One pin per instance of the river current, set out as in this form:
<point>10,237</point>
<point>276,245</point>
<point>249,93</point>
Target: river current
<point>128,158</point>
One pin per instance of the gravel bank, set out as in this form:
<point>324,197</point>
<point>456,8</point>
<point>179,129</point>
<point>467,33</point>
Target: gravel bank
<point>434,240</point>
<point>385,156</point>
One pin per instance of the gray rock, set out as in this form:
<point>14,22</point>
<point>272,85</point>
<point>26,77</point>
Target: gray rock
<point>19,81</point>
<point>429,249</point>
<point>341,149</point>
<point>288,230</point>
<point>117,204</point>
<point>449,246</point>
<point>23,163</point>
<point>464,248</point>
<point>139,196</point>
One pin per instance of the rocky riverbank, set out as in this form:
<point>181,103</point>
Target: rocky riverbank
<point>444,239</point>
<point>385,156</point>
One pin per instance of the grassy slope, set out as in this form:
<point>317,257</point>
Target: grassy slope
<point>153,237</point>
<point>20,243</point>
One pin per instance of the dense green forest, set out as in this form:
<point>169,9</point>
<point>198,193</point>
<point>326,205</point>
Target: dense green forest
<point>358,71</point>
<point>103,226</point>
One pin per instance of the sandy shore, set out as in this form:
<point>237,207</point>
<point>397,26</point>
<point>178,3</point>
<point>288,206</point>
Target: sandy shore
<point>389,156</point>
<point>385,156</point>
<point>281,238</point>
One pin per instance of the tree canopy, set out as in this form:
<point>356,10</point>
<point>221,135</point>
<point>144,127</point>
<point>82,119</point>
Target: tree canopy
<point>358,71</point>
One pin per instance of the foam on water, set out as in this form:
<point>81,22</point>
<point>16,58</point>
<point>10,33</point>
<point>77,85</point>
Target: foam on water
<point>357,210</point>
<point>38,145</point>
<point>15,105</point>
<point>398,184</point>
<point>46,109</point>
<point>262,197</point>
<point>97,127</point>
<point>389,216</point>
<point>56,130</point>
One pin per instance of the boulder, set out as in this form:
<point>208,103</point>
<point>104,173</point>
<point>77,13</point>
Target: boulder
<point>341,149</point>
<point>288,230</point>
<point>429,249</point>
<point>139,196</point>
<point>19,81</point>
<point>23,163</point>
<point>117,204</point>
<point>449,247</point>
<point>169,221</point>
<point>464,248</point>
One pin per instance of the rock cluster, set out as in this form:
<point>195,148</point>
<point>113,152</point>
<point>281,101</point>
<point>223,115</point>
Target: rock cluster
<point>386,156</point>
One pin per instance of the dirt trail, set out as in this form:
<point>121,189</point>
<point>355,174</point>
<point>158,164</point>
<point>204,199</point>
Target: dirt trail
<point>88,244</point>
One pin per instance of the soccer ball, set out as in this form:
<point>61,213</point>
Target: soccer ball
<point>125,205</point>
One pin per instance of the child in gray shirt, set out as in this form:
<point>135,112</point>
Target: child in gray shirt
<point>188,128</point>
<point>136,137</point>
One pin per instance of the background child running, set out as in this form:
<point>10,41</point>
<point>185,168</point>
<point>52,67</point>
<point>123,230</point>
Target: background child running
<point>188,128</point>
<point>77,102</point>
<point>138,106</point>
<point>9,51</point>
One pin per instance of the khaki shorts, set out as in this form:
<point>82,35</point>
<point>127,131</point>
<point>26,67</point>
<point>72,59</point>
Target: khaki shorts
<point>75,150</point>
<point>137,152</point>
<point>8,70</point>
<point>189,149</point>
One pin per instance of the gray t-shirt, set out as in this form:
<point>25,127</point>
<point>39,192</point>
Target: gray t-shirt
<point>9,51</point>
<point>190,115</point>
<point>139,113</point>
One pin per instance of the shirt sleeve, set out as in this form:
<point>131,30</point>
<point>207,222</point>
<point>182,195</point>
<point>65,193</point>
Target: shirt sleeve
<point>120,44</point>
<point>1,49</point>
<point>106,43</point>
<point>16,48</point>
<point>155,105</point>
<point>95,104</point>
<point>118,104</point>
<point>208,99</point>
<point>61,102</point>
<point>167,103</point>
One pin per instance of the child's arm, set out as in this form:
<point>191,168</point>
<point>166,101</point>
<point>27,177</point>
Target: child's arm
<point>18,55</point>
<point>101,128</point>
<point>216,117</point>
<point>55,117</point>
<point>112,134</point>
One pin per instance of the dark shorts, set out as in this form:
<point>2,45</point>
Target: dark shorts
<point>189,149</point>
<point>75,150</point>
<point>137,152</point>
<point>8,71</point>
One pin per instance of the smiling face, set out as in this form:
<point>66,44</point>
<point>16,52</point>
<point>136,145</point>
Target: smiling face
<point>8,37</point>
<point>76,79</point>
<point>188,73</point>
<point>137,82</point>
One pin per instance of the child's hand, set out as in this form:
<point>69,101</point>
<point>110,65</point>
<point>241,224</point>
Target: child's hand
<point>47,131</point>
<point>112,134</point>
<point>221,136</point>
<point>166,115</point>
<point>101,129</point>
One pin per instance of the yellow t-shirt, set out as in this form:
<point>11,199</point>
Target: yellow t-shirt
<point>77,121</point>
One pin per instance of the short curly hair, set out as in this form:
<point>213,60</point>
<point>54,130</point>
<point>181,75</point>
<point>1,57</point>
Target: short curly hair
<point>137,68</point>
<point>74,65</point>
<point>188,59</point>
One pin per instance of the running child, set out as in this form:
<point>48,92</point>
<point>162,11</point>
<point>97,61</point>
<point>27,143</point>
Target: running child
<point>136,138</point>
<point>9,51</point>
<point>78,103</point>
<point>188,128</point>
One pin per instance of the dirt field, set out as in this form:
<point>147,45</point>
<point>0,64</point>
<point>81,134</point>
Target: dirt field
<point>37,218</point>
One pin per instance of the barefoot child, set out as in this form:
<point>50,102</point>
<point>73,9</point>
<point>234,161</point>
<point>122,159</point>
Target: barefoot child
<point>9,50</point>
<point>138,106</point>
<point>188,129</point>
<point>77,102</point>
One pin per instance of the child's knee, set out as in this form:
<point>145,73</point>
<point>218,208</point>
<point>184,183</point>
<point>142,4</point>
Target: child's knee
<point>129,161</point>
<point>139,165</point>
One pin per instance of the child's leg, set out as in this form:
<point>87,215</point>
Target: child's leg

- [EXERCISE]
Give back each entry exactly as it was written.

- [ANSWER TO THIS EXERCISE]
One pin per instance of the river current, set out as in this form:
<point>10,237</point>
<point>276,245</point>
<point>249,93</point>
Target: river current
<point>128,158</point>
One pin per instance of the gravel bank, set out as in this form:
<point>324,197</point>
<point>456,8</point>
<point>179,129</point>
<point>467,33</point>
Target: gravel bank
<point>434,240</point>
<point>385,156</point>
One pin per instance of the gray rock, set out as in this form:
<point>14,22</point>
<point>272,85</point>
<point>26,77</point>
Target: gray rock
<point>19,81</point>
<point>429,249</point>
<point>341,149</point>
<point>288,230</point>
<point>117,204</point>
<point>449,246</point>
<point>23,163</point>
<point>464,248</point>
<point>139,196</point>
One pin per instance of the rocky riverbank, set out as in this form:
<point>181,103</point>
Target: rocky riverbank
<point>444,239</point>
<point>385,156</point>
One pin per instance of the grassy slope, set out as in this form:
<point>317,257</point>
Target: grassy slope
<point>153,237</point>
<point>20,243</point>
One pin per instance of the dense green forest, set out as in this form:
<point>169,9</point>
<point>198,193</point>
<point>326,205</point>
Target: dense green forest
<point>358,71</point>
<point>103,226</point>
One pin per instance of the sandy shore, set out as in this form:
<point>237,207</point>
<point>397,26</point>
<point>178,3</point>
<point>288,206</point>
Target: sandy shore
<point>389,156</point>
<point>385,156</point>
<point>281,238</point>
One pin per instance of the tree canopy, set out as in this form:
<point>356,10</point>
<point>221,135</point>
<point>144,127</point>
<point>82,119</point>
Target: tree canopy
<point>358,71</point>
One pin per instance of the foam on water, set out as in this form:
<point>81,22</point>
<point>16,58</point>
<point>10,33</point>
<point>77,85</point>
Target: foam on water
<point>357,210</point>
<point>38,145</point>
<point>15,105</point>
<point>398,184</point>
<point>46,109</point>
<point>262,197</point>
<point>97,127</point>
<point>389,216</point>
<point>56,130</point>
One pin per instance of the boulder, set out as in this form:
<point>208,103</point>
<point>104,173</point>
<point>77,13</point>
Target: boulder
<point>341,149</point>
<point>288,230</point>
<point>429,249</point>
<point>139,196</point>
<point>19,81</point>
<point>23,163</point>
<point>117,204</point>
<point>449,247</point>
<point>169,221</point>
<point>464,248</point>
One pin per instance of the rock cluster, set out as in this form:
<point>195,148</point>
<point>113,152</point>
<point>281,101</point>
<point>223,115</point>
Target: rock cluster
<point>386,156</point>
One pin per instance of the dirt trail, set out as in this form:
<point>121,189</point>
<point>355,174</point>
<point>158,164</point>
<point>204,199</point>
Target: dirt trail
<point>88,244</point>
One pin per instance of the soccer ball, set out as in this form:
<point>61,213</point>
Target: soccer ball
<point>125,205</point>
One pin per instance of the child in gray shirt, set out as in this form:
<point>135,112</point>
Target: child in gray shirt
<point>188,128</point>
<point>136,137</point>
One pin per instance of the background child running, set out as in this form:
<point>10,41</point>
<point>185,168</point>
<point>52,67</point>
<point>123,230</point>
Target: background child running
<point>188,128</point>
<point>77,102</point>
<point>138,106</point>
<point>9,51</point>
One pin per instance of the khaki shorts, set out as in this form:
<point>82,35</point>
<point>127,131</point>
<point>26,67</point>
<point>72,59</point>
Target: khaki shorts
<point>75,150</point>
<point>137,152</point>
<point>8,70</point>
<point>189,149</point>
One pin per instance of the gray t-shirt, set out as in this form:
<point>25,127</point>
<point>39,192</point>
Target: gray t-shirt
<point>9,51</point>
<point>190,115</point>
<point>139,113</point>
One pin per instance of the shirt sleeve, set out as in this form:
<point>131,30</point>
<point>207,222</point>
<point>182,195</point>
<point>65,193</point>
Target: shirt sleeve
<point>120,44</point>
<point>1,49</point>
<point>106,43</point>
<point>16,48</point>
<point>155,105</point>
<point>95,104</point>
<point>118,104</point>
<point>208,99</point>
<point>61,102</point>
<point>167,103</point>
One pin per instance of the child's arm, set out as in this form:
<point>191,168</point>
<point>166,101</point>
<point>27,177</point>
Target: child's arm
<point>18,55</point>
<point>101,128</point>
<point>216,117</point>
<point>55,117</point>
<point>112,134</point>
One pin per instance of the dark shorts, set out as in this form:
<point>2,45</point>
Target: dark shorts
<point>189,149</point>
<point>75,150</point>
<point>137,152</point>
<point>8,71</point>
One pin per instance of the smiling face, set out as in this form:
<point>66,44</point>
<point>16,52</point>
<point>136,145</point>
Target: smiling face
<point>8,37</point>
<point>76,79</point>
<point>188,73</point>
<point>137,82</point>
One pin per instance of the child's hand, set out as in this form:
<point>69,101</point>
<point>110,65</point>
<point>241,224</point>
Target: child's hand
<point>47,131</point>
<point>112,134</point>
<point>221,136</point>
<point>166,115</point>
<point>101,129</point>
One pin per instance of the yellow t-shirt, set out as in this form:
<point>11,199</point>
Target: yellow t-shirt
<point>77,121</point>
One pin per instance of the short curly hair, set out as in this form:
<point>213,60</point>
<point>54,130</point>
<point>181,75</point>
<point>1,57</point>
Target: short curly hair
<point>137,68</point>
<point>74,65</point>
<point>188,59</point>
One pin per instance of the running child, set out as in this form:
<point>48,92</point>
<point>162,11</point>
<point>97,61</point>
<point>27,143</point>
Target: running child
<point>136,138</point>
<point>9,51</point>
<point>78,103</point>
<point>188,128</point>
One pin per instance of the dirt field, set out as in this form:
<point>147,45</point>
<point>0,64</point>
<point>81,134</point>
Target: dirt field
<point>37,218</point>
One pin per instance of the barefoot child, set out as in this form:
<point>50,102</point>
<point>73,9</point>
<point>234,161</point>
<point>122,159</point>
Target: barefoot child
<point>9,50</point>
<point>138,106</point>
<point>188,129</point>
<point>77,102</point>
One pin per instance of the child's knee, set out as in this form:
<point>145,73</point>
<point>218,208</point>
<point>184,183</point>
<point>142,4</point>
Target: child's knee
<point>129,161</point>
<point>139,165</point>
One pin per instance of the child's leg, set out as in this form:
<point>87,215</point>
Target: child's leg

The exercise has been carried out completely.